==== Text provided
Agriculture

COVID19: Give-and-take ensures unhindered sugar operations in south Gujarat

Sugar production has continued in the region due to traditional interdependence, despite a complete halt in other sectors

 
By Rajeev Khanna
Published: Monday 30 March 2020

The traditional interdependence of big farmers, land owners, workers and mill managements is presenting an interesting scenario in the sugar belt of south Gujarat, even as the novel coronavirus disease (COVID-19) has rendered millions jobless across India.

The south Gujarat region covers the districts of Bharuch, Narmada, Surat, Tapi, Navsari, Valsad and the Dangs. “South Gujarat is among the major sugar-producing belts of India. We produce around 90 lakh quintals of sugar annually,” Sandeep Mangrola, the chairman of a co-operative mill, said.

There was an exodus from the region, mainly of migrant labourers, when the 21-day lockdown was announced by Prime Minister Narendra Modi on the night of March 24, 2020. Most of them are adivasis (from Scheduled Tribes), and hail from the Dangs as well as adjoining districts of Maharashtra.

“The labourers left in large numbers, walking towards the Dangs on roads and also towards Maharashtra, taking the railway route. Their concerns were socio-economic,” Jayesh Gamit, a social activist who has been working very closely with the workers employed in sugarcane fields and sugar mills, said.

“They were concerned that they should be closer to the families. With their ration cards and other government registrations that might get them some reprieve from the emerging dismal scenario at their native place, they did not want to be away. The spread of various rumours added to their apprehensions,” he added.

Workers in both, sugar fields as well as mills, get their wages only at the end of the sugarcane harvest and sugar production season that extends up to April-end or even May in some cases.

“It is a sort of ‘bonded’ labour model. During their working days at the fields and the mills, the labourers are given jowar (sorghum) and some pittance as pocket money which they normally spend on bare essentials for survival,” Gamit underlined. The lockdown, in such a scenario, was bound to multiply their apprehensions.

For the adivasis of Gujarat’s tribal areas like the Dangs, wheat flour and polished rice are luxuries. They mainly consume coarse grains like jowar and ragi (finger millet) locally known as nagli.
========
==== Extracted records
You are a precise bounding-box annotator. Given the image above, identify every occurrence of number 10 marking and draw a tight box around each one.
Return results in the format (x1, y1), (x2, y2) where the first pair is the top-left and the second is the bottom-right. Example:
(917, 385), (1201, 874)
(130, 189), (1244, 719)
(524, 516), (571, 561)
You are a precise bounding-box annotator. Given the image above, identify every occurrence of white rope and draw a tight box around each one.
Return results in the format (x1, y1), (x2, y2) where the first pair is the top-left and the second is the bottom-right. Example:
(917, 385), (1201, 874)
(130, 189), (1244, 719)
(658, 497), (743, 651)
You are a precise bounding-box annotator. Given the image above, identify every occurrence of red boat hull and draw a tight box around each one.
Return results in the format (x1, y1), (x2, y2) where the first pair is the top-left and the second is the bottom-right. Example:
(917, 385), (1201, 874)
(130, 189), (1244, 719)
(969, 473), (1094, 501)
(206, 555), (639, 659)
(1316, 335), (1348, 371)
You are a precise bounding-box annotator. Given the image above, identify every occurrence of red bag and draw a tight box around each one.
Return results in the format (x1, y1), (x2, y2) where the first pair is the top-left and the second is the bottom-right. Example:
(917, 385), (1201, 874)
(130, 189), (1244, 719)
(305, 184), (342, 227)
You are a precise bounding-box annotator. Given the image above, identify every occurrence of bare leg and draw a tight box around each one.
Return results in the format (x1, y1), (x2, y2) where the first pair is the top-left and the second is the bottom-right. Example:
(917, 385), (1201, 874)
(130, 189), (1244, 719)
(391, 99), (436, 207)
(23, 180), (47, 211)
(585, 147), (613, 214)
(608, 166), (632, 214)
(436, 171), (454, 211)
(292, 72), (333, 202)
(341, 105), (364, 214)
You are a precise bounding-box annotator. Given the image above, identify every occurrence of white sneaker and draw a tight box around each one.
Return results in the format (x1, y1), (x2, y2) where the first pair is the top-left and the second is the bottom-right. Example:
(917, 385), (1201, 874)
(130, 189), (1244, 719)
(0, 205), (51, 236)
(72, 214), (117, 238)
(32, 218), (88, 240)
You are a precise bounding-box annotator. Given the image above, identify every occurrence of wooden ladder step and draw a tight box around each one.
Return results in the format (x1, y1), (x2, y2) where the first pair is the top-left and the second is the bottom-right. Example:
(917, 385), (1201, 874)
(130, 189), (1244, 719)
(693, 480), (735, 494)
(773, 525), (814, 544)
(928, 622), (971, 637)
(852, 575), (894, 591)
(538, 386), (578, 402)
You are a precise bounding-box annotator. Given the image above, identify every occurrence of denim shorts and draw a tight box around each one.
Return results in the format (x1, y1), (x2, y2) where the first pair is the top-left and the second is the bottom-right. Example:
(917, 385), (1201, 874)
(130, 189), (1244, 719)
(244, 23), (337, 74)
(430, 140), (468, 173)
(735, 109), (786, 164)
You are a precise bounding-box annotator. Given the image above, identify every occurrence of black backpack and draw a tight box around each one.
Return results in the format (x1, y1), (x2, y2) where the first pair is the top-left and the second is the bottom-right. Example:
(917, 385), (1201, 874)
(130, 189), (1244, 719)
========
§ Work order 1: Shorten the paragraph of the sugar belt article that begins "There was an exodus from the region," keeping its main facts.
§ Work order 2: Extend the article on south Gujarat's sugar operations during the COVID-19 lockdown, starting after its last paragraph.
The records play no part in this work.

§ Task result 1: Migrant laborers left the region in large numbers after Prime Minister Narendra Modi announced the 21-day lockdown on the night of March 24, 2020. Most are adivasis (Scheduled Tribes) from the Dangs and adjoining districts of Maharashtra.

§ Task result 2:
A movement has been building in the region, seeking better wages and facilities for those employed in the sugar sector. According to reports, sugarcane workers have been seeking higher wages, improved working and living conditions along with other social security benefits for the last five years. 

There was a strike on February 28 that was ‘crushed’. “Recalcitrant workers were asked to pack up and go home without settlement of their accounts. Supervisors threatened workers, who had stopped work, that they would not be allotted farms for cutting sugarcane,” one report said.

On the other hand, mill and farm owners said they were helping their employees. Mill managements as well as sugarcane farmers were taking care of their employees, ensuring that they got proper food and other necessities, Mangrola said.

“It is a two-way thing. It is the peak of the harvest season and no landowner can afford the workers leaving their job. Similarly, the mills need a consistent supply of sugarcane that can be processed for making sugar and extracting other by-products,” he said.

At present, only eight of the 15 sugar mills in the region were functional, according to Mangrola. The paucity of sugarcane supply, which in turn, had been impacted by the slowing down of harvesting operations in the fields, was having an impact.

Around 150,000-200,000 workers were carrying out sugar production in the mills in the region currently, according to Gamit.

Harvesting sugarcane is a highly labour-intensive job in which harvesters have to stoop, slash and stack the individual stalks in a hot and humid surrounding. Cane harvesting in the past was carried out mostly by slave labour since it was it was very demanding physically, according to experts.

Taking care of workers in the fields and mills had long been a tradition in Gujarat and was being followed currently, Ishvarsinh Patel, Gujarat’s minister of state for co-operatives, said.

“Community kitchens have been set up in the fields for the labourers involved in harvesting across the sugarcane belt of South Gujarat. Similarly, dry rations are being provided to those working in the mills which they cook in the homes allotted to them in the labour colonies. Their medical and other needs will also be taken care of,” he said.